INSTRUCTION: Report every line of the entries that contains the word "rolling", copying each such line in full.

+ + + + + + +

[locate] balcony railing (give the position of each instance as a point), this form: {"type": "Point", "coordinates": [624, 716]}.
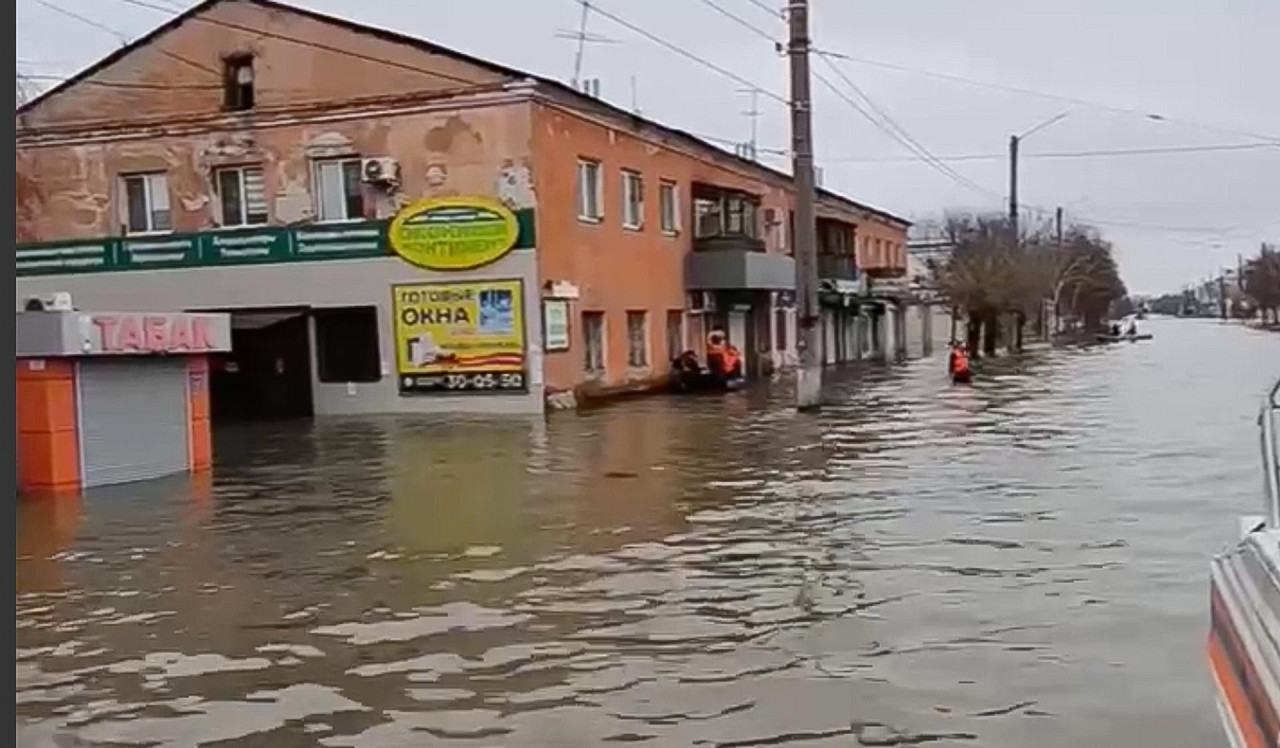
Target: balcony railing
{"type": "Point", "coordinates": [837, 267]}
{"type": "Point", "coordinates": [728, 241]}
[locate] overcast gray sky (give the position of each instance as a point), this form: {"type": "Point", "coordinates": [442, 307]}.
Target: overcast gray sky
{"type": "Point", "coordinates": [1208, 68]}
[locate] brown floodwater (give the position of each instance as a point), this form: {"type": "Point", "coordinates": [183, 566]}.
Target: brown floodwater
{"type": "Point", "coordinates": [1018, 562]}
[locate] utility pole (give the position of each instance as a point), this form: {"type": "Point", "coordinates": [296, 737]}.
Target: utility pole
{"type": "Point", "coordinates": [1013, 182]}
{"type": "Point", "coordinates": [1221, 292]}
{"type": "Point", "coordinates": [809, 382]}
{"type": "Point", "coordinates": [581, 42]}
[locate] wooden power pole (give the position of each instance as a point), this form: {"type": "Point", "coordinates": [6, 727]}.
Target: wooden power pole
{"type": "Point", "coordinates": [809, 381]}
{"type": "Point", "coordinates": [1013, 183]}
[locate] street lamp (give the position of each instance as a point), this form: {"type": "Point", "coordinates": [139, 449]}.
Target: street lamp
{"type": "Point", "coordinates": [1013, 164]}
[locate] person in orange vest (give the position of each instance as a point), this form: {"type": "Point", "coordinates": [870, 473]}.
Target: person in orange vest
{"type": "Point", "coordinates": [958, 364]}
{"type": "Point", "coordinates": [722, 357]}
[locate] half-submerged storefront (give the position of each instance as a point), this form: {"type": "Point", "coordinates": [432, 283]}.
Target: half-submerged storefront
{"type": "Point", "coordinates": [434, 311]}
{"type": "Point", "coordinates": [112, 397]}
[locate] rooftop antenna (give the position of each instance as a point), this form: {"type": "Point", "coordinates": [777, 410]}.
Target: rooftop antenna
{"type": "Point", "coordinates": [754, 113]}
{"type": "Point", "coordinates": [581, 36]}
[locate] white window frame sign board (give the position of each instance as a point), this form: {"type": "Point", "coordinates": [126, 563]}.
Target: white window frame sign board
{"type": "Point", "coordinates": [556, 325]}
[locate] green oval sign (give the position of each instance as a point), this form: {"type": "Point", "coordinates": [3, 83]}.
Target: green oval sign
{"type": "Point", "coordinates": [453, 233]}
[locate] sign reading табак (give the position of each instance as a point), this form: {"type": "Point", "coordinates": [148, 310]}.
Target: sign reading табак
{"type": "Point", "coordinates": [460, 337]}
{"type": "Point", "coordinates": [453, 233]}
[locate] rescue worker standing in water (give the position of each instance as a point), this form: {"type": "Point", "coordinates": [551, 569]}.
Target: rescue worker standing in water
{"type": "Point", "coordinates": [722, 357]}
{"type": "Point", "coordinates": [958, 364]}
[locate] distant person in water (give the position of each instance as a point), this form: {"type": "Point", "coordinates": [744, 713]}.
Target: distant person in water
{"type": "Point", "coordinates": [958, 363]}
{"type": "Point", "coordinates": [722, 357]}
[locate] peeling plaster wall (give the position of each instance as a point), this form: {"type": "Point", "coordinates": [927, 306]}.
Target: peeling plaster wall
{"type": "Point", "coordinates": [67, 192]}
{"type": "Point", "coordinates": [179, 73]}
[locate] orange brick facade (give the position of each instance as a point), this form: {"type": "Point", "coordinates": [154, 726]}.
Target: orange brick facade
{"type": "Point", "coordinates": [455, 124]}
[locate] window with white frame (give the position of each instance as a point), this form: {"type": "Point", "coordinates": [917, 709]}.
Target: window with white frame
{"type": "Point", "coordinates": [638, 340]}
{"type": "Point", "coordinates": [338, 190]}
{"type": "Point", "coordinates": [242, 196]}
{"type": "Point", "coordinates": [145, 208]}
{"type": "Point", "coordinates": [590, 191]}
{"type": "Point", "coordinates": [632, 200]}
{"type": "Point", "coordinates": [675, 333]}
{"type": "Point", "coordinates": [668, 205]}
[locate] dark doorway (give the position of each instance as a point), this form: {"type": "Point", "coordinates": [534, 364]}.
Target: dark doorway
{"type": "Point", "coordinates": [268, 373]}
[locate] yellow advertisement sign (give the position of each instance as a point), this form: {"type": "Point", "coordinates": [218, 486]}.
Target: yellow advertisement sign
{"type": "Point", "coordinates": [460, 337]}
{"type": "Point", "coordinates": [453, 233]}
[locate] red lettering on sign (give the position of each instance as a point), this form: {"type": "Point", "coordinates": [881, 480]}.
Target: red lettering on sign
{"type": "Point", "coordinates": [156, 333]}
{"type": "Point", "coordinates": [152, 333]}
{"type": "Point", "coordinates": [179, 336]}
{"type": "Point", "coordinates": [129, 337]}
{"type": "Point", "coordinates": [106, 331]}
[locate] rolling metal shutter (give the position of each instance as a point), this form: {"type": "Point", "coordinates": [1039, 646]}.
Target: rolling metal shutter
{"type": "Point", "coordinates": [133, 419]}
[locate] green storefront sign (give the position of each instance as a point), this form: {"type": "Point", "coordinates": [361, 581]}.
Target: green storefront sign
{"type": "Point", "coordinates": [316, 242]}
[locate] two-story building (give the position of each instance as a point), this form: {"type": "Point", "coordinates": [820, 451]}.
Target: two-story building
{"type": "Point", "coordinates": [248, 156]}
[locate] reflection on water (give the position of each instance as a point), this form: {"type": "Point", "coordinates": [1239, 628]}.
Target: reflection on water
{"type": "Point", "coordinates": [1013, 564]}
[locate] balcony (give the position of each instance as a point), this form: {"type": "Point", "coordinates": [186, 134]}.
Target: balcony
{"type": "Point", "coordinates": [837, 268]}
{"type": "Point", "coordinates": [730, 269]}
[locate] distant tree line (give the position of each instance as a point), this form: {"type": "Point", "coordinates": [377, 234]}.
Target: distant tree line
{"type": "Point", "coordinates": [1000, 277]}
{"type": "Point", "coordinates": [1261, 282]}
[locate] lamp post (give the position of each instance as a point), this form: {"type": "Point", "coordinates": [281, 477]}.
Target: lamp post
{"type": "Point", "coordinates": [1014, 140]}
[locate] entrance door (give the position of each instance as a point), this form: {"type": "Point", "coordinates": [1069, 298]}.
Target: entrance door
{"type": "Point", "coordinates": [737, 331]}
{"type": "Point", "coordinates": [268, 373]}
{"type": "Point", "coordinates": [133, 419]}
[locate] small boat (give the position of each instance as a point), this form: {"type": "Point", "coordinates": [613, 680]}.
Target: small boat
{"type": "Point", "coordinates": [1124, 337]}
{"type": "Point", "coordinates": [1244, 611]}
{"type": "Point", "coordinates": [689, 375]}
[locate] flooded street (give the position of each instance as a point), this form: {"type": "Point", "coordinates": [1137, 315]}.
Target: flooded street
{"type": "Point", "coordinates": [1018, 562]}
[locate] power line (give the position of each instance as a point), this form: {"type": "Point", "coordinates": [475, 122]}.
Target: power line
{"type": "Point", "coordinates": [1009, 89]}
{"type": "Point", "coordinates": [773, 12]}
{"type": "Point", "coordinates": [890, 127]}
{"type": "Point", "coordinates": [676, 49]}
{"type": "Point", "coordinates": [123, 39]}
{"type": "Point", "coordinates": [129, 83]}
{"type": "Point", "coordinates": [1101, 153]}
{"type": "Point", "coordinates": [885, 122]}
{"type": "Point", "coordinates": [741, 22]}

+ + + + + + +

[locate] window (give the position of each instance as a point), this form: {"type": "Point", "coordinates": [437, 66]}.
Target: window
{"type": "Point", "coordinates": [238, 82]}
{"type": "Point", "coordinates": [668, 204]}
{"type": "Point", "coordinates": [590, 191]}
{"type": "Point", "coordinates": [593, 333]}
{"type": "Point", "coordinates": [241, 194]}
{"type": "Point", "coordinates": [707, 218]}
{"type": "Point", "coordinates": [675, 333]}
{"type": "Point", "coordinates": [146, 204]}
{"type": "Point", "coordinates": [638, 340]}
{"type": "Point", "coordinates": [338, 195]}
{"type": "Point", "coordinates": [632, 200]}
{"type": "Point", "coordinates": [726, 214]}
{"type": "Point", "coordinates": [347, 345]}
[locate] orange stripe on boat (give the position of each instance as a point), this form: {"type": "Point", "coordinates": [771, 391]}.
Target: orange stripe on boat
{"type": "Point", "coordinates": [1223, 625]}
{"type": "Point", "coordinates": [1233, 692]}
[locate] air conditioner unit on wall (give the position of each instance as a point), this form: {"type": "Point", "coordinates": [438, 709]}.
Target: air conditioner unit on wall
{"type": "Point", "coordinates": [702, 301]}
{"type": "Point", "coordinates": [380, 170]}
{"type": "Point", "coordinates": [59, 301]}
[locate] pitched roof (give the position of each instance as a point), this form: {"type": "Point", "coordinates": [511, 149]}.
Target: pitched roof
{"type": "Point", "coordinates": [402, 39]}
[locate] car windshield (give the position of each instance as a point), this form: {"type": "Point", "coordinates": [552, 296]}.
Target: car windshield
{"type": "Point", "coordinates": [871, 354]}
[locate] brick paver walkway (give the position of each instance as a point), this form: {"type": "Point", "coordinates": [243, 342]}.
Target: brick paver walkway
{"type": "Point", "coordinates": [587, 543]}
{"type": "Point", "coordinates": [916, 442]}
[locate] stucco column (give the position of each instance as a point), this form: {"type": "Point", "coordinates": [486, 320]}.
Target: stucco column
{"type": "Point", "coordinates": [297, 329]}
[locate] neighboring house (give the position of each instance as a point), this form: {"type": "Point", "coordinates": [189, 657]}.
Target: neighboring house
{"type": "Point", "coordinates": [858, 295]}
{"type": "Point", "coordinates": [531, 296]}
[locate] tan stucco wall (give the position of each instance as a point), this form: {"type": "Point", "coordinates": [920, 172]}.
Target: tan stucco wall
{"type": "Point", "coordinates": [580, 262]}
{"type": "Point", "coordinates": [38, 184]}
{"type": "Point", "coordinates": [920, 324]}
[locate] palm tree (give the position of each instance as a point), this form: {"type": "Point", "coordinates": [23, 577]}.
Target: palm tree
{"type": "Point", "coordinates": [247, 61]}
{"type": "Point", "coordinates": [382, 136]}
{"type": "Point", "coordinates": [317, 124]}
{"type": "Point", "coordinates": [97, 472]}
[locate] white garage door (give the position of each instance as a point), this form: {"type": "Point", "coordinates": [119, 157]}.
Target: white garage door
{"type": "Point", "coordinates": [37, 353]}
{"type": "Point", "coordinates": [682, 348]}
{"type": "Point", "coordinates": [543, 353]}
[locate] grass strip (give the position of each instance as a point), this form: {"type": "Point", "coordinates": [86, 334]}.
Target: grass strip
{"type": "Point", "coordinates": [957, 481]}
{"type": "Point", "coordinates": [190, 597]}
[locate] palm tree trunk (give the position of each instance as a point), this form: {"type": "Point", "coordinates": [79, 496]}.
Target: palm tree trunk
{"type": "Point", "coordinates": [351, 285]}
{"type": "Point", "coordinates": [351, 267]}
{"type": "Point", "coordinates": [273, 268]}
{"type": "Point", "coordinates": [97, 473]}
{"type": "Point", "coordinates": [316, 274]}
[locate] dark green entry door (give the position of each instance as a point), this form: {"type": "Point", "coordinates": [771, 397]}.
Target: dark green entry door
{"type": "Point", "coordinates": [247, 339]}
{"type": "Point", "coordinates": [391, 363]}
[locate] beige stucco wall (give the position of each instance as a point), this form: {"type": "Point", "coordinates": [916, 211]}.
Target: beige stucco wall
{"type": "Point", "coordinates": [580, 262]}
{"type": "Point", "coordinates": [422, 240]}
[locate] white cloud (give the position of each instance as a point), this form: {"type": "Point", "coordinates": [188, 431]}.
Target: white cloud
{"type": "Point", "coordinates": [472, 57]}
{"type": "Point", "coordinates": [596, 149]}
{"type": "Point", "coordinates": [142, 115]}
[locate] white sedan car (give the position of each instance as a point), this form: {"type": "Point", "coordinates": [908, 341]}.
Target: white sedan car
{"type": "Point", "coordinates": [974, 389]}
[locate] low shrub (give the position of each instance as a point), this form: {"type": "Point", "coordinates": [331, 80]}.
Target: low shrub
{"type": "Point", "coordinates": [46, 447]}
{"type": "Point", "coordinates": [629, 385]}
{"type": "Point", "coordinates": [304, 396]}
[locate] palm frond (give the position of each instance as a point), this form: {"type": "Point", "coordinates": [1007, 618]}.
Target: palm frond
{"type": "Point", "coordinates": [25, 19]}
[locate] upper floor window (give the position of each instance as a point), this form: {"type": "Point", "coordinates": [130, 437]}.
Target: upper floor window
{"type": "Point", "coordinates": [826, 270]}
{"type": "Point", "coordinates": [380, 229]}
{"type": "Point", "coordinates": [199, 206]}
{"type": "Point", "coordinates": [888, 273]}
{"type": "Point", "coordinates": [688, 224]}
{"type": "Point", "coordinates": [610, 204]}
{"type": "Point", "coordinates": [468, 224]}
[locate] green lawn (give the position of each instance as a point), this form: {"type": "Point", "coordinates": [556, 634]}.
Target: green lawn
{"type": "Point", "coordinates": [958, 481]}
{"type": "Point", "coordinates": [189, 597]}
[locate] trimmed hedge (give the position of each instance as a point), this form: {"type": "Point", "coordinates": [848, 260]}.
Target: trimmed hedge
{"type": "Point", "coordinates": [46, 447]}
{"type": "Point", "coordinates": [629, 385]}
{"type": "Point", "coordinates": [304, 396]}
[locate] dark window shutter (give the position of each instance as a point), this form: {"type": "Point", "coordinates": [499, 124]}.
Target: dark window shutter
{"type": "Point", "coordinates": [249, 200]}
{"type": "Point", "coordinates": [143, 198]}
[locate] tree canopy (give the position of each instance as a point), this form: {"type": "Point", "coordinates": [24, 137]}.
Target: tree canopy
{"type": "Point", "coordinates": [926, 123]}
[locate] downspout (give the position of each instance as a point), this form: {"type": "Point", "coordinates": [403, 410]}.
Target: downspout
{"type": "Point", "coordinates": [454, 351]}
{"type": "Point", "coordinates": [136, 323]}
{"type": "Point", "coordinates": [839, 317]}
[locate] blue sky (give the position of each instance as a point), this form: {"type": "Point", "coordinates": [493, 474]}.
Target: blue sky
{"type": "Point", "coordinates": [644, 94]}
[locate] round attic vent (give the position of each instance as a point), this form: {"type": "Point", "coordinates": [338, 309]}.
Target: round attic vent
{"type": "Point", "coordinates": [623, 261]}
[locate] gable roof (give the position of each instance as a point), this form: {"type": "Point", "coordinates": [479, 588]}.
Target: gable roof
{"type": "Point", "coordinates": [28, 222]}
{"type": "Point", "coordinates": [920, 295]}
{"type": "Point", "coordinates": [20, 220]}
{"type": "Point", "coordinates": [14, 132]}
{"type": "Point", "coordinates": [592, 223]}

+ + + + + + +

WRITTEN RESPONSE:
[locate] rolling metal shutter (give the position of each instance as a point), this form: {"type": "Point", "coordinates": [1039, 646]}.
Target: rolling metal shutter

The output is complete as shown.